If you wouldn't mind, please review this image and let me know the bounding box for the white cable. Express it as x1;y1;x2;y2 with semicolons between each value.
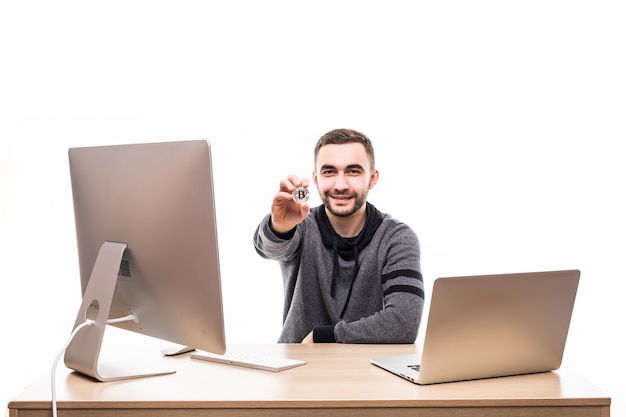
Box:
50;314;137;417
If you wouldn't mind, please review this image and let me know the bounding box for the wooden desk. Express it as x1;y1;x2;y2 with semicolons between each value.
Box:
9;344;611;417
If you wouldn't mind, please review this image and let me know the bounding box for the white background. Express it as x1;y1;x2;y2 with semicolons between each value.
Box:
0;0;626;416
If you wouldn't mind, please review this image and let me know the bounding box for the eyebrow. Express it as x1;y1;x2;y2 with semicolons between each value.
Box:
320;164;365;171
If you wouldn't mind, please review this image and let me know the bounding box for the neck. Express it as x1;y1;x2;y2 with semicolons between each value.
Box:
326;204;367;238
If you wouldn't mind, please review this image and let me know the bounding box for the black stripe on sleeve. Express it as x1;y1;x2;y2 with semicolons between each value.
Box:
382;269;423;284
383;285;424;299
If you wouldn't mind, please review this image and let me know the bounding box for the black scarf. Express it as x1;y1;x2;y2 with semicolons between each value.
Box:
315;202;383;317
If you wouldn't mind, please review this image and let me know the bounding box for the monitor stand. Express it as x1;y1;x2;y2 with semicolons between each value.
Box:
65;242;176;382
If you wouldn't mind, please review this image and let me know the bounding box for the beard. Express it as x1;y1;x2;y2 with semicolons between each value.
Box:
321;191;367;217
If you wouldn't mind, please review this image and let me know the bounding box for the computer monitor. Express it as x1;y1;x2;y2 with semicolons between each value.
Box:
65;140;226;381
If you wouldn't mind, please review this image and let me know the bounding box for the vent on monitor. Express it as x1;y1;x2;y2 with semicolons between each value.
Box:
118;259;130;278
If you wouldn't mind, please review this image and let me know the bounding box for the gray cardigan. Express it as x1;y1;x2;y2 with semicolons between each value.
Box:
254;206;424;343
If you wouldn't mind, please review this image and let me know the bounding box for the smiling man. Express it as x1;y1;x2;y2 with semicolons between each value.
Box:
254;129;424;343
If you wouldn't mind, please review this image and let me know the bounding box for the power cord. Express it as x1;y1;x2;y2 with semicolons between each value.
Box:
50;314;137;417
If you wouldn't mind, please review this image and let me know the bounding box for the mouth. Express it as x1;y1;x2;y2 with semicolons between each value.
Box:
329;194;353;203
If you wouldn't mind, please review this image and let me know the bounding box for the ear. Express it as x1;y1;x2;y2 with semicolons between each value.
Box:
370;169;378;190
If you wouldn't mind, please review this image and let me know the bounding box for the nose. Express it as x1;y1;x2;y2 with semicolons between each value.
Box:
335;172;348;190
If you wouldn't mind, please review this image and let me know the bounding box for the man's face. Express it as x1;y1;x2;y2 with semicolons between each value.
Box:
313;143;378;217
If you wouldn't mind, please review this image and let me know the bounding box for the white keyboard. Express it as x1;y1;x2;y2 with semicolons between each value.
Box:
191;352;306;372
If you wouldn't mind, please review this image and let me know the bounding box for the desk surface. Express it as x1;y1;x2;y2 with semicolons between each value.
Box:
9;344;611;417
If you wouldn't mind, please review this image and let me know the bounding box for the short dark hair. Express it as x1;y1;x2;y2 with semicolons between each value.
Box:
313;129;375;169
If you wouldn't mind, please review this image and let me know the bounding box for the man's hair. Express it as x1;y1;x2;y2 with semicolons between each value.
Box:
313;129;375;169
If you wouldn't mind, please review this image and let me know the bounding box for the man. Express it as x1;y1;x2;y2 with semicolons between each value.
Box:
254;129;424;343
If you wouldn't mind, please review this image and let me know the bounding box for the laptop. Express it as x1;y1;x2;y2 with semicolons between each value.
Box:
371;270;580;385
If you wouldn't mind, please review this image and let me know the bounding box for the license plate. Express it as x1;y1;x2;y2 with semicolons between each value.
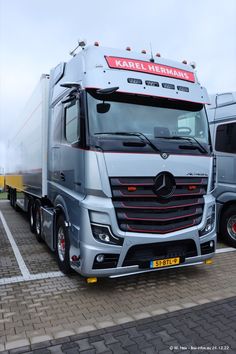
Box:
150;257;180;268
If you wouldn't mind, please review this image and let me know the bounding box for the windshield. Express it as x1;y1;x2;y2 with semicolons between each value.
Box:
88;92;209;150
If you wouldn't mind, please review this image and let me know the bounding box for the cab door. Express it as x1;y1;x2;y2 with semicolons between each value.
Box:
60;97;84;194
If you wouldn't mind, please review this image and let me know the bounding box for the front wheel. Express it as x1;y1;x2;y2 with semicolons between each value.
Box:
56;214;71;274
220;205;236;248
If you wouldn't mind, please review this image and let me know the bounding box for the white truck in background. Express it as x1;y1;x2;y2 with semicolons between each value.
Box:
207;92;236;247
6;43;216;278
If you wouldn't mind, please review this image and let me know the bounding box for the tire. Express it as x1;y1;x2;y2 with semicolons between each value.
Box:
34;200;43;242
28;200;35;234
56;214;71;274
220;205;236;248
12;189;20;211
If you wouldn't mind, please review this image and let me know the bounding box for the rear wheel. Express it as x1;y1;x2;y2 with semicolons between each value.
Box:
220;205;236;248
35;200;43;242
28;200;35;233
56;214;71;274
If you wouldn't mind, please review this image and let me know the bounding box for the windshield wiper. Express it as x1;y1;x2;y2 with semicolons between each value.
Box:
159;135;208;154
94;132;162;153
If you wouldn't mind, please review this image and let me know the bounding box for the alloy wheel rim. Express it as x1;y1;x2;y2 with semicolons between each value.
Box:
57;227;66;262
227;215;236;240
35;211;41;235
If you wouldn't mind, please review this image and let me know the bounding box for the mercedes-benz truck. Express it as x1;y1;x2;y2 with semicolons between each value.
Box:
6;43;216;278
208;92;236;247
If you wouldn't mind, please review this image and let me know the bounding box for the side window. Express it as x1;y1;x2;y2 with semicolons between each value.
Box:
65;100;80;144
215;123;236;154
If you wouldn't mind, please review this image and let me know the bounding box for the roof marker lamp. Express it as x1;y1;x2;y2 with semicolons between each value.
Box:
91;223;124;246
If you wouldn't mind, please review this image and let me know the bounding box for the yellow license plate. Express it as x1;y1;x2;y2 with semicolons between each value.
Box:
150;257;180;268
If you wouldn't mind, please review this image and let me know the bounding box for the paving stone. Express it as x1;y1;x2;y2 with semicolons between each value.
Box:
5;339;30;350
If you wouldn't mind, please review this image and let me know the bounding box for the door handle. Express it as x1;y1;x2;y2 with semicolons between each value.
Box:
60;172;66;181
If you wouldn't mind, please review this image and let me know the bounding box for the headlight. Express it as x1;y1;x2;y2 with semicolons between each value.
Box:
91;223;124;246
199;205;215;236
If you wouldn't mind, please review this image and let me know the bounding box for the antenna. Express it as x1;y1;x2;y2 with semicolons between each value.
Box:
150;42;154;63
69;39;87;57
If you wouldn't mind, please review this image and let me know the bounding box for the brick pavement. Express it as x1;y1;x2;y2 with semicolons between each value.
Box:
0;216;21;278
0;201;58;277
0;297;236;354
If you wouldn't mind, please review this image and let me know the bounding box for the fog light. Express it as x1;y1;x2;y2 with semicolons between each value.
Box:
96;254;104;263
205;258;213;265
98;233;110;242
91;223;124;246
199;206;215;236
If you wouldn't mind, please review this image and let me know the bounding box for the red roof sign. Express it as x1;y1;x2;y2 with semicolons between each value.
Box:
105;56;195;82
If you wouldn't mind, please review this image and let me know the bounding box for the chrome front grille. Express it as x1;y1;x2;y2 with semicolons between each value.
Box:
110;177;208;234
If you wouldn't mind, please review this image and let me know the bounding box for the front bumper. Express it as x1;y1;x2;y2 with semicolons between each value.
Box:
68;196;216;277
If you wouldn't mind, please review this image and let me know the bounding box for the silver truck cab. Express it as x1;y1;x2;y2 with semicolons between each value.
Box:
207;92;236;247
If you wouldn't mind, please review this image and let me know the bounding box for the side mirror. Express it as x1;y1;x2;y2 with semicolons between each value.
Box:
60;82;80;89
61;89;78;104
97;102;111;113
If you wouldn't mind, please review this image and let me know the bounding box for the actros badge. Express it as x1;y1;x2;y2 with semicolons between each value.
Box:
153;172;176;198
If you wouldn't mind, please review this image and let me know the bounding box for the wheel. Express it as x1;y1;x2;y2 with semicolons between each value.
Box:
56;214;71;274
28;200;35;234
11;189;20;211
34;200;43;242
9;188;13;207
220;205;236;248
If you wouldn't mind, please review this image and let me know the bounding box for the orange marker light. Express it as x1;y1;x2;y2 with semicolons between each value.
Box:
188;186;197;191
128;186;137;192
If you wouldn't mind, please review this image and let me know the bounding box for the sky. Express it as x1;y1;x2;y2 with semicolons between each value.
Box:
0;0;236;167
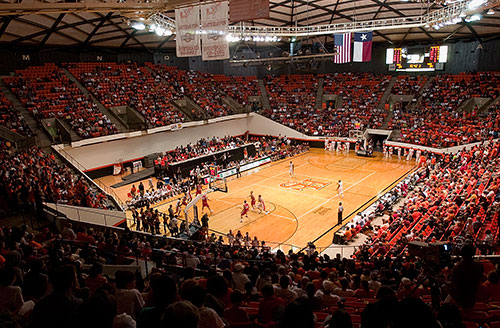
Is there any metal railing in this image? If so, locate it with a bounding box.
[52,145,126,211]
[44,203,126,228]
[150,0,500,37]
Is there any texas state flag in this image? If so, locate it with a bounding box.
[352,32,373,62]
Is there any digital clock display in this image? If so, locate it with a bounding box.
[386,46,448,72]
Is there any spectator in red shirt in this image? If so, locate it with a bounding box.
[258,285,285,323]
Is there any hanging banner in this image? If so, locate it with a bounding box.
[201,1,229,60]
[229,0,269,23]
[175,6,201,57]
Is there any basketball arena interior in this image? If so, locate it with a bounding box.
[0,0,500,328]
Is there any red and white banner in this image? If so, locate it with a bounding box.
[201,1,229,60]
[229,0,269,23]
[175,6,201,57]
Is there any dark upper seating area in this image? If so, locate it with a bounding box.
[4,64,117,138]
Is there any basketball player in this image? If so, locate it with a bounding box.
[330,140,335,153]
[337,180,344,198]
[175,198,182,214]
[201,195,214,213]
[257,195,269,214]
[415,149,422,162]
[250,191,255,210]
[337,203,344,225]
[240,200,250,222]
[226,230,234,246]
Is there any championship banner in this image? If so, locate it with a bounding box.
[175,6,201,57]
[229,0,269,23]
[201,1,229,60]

---

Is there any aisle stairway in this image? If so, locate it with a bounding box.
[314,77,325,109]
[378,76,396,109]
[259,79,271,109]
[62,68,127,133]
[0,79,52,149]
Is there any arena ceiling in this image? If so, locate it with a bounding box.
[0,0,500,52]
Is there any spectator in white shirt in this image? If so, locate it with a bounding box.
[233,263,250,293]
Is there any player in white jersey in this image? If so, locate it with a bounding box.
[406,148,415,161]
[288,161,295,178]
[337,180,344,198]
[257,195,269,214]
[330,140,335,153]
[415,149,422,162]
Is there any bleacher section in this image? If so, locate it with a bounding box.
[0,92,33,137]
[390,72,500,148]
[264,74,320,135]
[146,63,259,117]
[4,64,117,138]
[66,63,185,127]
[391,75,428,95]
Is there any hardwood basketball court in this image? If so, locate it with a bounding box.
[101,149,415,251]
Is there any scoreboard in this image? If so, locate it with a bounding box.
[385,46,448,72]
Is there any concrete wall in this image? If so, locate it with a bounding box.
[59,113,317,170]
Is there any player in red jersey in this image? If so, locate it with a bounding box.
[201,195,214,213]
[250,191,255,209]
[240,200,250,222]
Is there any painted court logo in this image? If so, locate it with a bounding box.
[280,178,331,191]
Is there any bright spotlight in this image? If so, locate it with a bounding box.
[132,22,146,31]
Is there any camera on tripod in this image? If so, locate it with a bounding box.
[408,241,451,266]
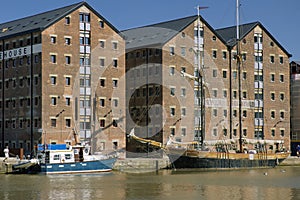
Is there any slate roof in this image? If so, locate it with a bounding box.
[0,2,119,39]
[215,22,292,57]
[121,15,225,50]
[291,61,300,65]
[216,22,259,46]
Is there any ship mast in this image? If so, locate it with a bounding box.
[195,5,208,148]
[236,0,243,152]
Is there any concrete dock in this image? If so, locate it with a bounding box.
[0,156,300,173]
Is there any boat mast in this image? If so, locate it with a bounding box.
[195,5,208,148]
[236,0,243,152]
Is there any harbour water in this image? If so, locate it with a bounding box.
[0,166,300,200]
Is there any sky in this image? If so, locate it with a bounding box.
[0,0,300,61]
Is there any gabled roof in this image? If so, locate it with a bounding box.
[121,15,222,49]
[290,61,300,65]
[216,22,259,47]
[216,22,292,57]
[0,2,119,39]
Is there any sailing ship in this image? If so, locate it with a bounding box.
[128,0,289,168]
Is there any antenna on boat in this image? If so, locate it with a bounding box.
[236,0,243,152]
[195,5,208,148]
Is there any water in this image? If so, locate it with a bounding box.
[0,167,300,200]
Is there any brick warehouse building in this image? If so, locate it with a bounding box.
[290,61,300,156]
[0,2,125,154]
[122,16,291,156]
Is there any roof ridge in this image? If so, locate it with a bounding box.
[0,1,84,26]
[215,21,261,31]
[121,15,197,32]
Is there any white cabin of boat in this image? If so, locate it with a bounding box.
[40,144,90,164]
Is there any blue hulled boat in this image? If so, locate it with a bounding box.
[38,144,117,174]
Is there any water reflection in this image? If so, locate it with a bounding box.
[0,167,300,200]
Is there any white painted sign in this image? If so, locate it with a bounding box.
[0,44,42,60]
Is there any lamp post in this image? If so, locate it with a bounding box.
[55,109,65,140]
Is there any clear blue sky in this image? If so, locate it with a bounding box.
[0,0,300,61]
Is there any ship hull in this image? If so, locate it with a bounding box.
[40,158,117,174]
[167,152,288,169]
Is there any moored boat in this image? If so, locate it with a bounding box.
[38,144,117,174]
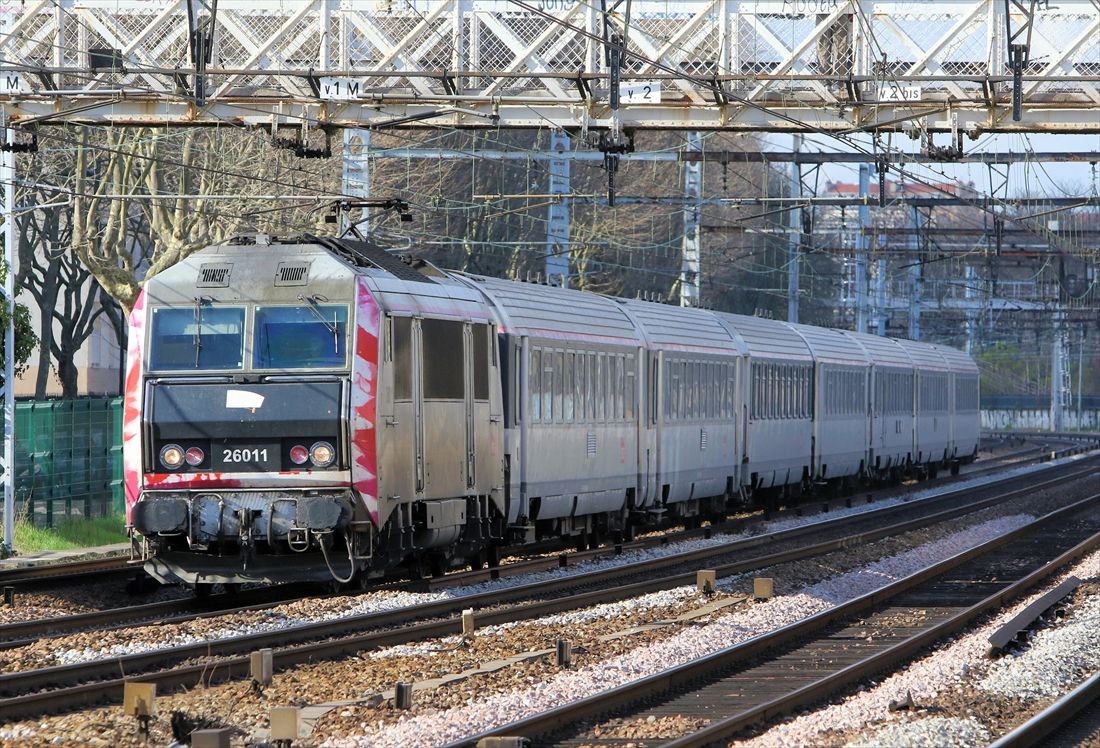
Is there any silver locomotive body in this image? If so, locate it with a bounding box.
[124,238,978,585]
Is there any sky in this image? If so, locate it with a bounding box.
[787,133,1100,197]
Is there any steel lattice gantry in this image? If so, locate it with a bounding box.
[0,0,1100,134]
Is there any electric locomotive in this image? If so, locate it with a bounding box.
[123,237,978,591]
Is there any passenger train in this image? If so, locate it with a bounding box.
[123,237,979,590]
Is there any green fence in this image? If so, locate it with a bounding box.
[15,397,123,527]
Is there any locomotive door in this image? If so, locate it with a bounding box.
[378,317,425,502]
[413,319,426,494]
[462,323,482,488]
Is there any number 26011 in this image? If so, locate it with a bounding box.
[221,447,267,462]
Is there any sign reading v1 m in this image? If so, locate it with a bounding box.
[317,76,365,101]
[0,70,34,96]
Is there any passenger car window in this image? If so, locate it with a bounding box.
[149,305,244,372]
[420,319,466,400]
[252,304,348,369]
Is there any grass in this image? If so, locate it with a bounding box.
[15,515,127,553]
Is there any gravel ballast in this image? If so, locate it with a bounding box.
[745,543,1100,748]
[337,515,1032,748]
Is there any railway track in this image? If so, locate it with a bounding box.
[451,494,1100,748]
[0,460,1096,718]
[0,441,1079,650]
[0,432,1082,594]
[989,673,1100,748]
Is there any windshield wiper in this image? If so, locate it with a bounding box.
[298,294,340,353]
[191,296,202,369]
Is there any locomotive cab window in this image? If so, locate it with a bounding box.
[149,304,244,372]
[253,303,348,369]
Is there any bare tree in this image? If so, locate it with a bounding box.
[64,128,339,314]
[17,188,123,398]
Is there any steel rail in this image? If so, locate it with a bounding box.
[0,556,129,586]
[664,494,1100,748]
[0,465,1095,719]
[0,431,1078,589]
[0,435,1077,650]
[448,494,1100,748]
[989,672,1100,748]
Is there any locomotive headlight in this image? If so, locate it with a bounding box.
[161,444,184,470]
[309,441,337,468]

==

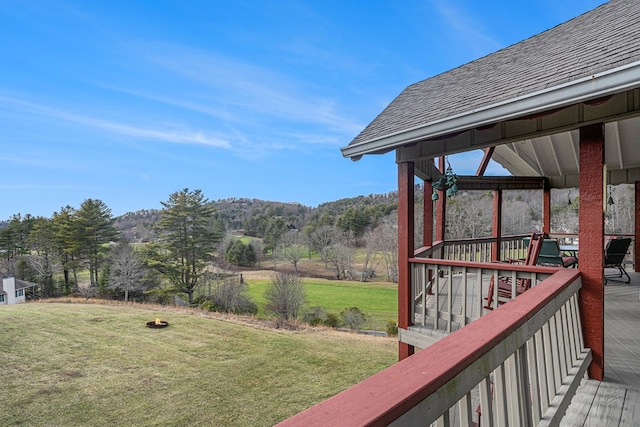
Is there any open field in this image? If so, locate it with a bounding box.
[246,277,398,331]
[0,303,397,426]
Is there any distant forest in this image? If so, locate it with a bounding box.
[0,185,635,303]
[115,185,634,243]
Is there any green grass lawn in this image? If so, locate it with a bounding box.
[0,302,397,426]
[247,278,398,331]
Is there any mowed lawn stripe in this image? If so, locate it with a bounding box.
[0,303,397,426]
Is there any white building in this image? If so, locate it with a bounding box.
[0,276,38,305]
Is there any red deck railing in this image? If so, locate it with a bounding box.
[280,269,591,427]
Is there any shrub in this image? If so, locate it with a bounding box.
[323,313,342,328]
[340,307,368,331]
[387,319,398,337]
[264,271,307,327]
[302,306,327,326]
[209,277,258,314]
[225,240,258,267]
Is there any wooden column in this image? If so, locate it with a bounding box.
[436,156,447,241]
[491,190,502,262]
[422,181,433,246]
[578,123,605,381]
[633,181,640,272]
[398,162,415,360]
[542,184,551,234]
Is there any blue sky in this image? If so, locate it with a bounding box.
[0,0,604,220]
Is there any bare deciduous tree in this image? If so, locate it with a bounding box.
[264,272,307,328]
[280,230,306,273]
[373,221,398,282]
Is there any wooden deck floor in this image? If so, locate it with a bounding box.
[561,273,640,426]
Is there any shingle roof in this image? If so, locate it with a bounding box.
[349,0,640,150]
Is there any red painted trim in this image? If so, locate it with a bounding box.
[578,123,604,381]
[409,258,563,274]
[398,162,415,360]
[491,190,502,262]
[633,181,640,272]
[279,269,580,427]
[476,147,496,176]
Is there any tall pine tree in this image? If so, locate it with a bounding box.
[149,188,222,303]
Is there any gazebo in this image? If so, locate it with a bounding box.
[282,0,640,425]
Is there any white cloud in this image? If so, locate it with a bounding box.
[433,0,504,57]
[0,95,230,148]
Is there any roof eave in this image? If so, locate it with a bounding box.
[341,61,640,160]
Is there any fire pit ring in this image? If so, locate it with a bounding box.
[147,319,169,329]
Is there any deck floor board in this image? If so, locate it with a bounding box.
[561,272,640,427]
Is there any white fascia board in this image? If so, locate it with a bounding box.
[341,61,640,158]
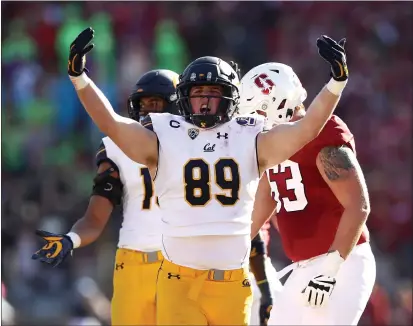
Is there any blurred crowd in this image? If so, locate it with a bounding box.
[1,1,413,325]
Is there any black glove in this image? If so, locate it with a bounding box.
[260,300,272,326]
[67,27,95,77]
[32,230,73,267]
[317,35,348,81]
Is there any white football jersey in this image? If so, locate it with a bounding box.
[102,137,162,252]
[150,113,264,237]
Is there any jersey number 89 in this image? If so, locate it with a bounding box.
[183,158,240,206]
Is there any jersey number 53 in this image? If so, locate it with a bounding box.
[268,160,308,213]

§ DIRECTION
Present the material above as a Markdown table, from the line with "Is there any windshield" up to and including the line with "[253,303,348,369]", leaving out any blank lines. Use the columns Row and Line, where Row numbers each line in order.

§ ANSWER TO THIS EXERCISE
| Row | Line |
|---|---|
| 1 | Is there any windshield wiper in this image? If so, locate it with a bounding box. |
| 2 | [298,294,340,353] |
| 3 | [191,296,202,369] |
| 4 | Is there any locomotive cab window in this image? If so, locate it with a bounding box. |
| 5 | [149,304,244,372] |
| 6 | [253,303,348,369] |